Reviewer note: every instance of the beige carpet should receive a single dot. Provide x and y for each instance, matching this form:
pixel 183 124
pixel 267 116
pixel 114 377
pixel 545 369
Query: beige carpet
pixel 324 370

- - - - -

Each and every record above needs writing out exactly.

_EXERCISE OUTPUT:_
Reviewer note: every instance of the beige carpet should receive a single dot. Provide x and y for each instance, matching this form:
pixel 183 124
pixel 267 116
pixel 114 377
pixel 545 369
Query: beige carpet
pixel 324 370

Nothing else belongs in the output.